* _Task directions_: Copy out every line in the entries below that contains the string "shelf". Matching is case-sensitive.

* _Listed records_:
BEGIN

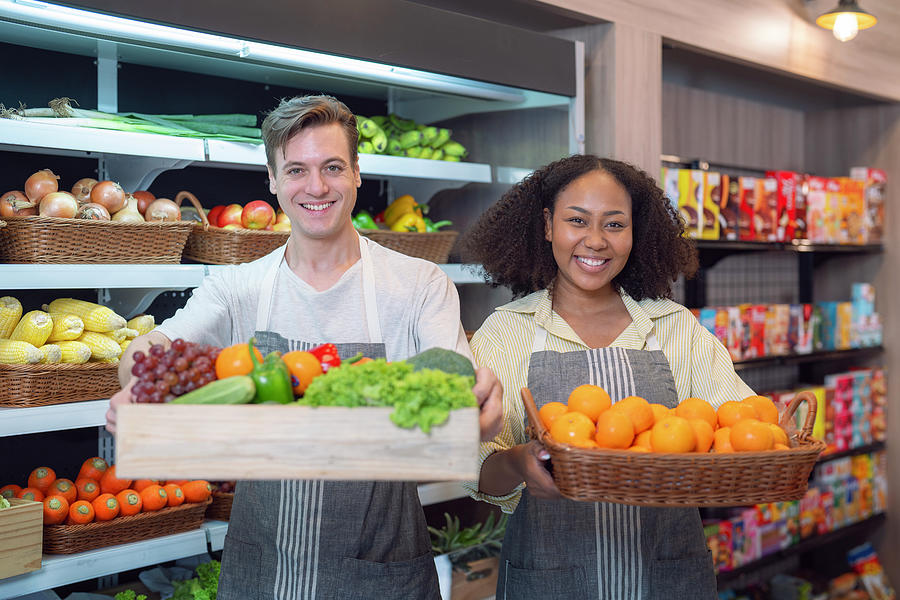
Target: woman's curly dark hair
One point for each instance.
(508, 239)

END
BEGIN

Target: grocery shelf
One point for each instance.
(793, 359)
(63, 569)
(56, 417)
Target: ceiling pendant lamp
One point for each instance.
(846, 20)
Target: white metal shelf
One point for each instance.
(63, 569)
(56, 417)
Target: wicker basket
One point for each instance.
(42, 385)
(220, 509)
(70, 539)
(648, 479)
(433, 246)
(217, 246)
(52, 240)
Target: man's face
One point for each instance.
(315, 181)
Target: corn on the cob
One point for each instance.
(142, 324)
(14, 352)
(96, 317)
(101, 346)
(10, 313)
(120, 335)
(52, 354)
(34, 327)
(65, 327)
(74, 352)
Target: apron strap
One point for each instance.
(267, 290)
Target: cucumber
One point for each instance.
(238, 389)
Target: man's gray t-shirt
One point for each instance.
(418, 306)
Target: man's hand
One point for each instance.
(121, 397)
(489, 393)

END
BEGIN

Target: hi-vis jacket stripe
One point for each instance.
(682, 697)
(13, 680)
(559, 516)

END

* _Completed task_:
Target: grocery shelf
Target: white metal shelf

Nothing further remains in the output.